## TEXTABSCHNITT

+ + + + + + +

Führung wird gefordert
„Mitarbeiter verlangen von einem Vorgesetzten, dass er klar führt und dass er dazu steht.“, sagt Dr. Jeanine von Stehlik, Professorin im Studiengang Unternehmertum an der DHBW Karlsruhe. Aber was bedeutet „gute Führung“? Nach Studienergebnissen des Gallup-Instituts ergibt sich ein klares Bild: Besonders geschätzt werden Vorgesetzte, die hart, aber fair sind. Sie werden eher akzeptiert als Vorgesetzte, die kumpelhaft locker Small Talk halten, immer Verständnis haben und einen beim nächsten Meeting dann doch vor allen auflaufen lassen.
Mit Pferden Führen lernen
Führen ohne Autorität funktioniert nicht. Doch nur 10 Prozent der Menschen haben eine natürliche Autorität. Wie Pferde diesem Mangel abhelfen können, erleben jedes Jahr Studierende des Fachs Unternehmertum an der DHBW Karlsruhe. Sie kommen in den Genuss eines Führungstrainings mit Pferden. Die dahinterstehende Idee ist einfach: Pferde spiegeln Menschen, wie sie auf andere wirken. Vor allem, ob sie zum Beispiel so viel Autorität haben, wie es eine leitende Position erfordert. Denn menschliche Mitarbeiter folgen schwachen Weisungen bestenfalls halbherzig. Pferde sind da deutlicher. Wer dem mehr als 800 Kilo schweren Samurai keine klare Anweisung erteilen kann, darf sich nicht wundern, wenn er sich weigert mitzugehen oder gar zu traben.

+ + + + + + +

## DATENBEREICH
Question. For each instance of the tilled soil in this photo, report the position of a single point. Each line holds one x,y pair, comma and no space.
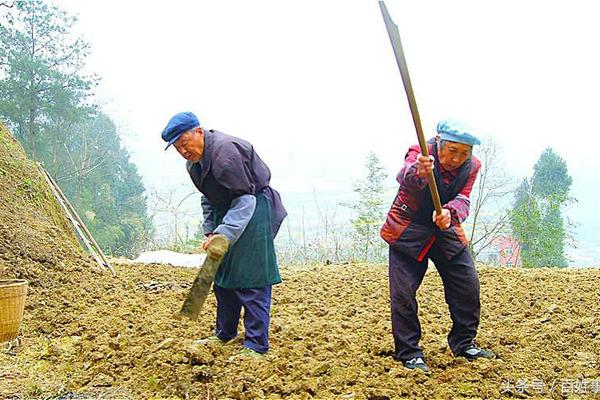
87,335
97,336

+ + + + + + +

Gib den Text über Führung und das Führungstraining mit Pferden vollständig und wortgetreu wieder.

## ANTWORT
Führung wird gefordert
„Mitarbeiter verlangen von einem Vorgesetzten, dass er klar führt und dass er dazu steht.“, sagt Dr. Jeanine von Stehlik, Professorin im Studiengang Unternehmertum an der DHBW Karlsruhe. Aber was bedeutet „gute Führung“? Nach Studienergebnissen des Gallup-Instituts ergibt sich ein klares Bild: Besonders geschätzt werden Vorgesetzte, die hart, aber fair sind. Sie werden eher akzeptiert als Vorgesetzte, die kumpelhaft locker Small Talk halten, immer Verständnis haben und einen beim nächsten Meeting dann doch vor allen auflaufen lassen.
Mit Pferden Führen lernen
Führen ohne Autorität funktioniert nicht. Doch nur 10 Prozent der Menschen haben eine natürliche Autorität. Wie Pferde diesem Mangel abhelfen können, erleben jedes Jahr Studierende des Fachs Unternehmertum an der DHBW Karlsruhe. Sie kommen in den Genuss eines Führungstrainings mit Pferden. Die dahinterstehende Idee ist einfach: Pferde spiegeln Menschen, wie sie auf andere wirken. Vor allem, ob sie zum Beispiel so viel Autorität haben, wie es eine leitende Position erfordert. Denn menschliche Mitarbeiter folgen schwachen Weisungen bestenfalls halbherzig. Pferde sind da deutlicher. Wer dem mehr als 800 Kilo schweren Samurai keine klare Anweisung erteilen kann, darf sich nicht wundern, wenn er sich weigert mitzugehen oder gar zu traben.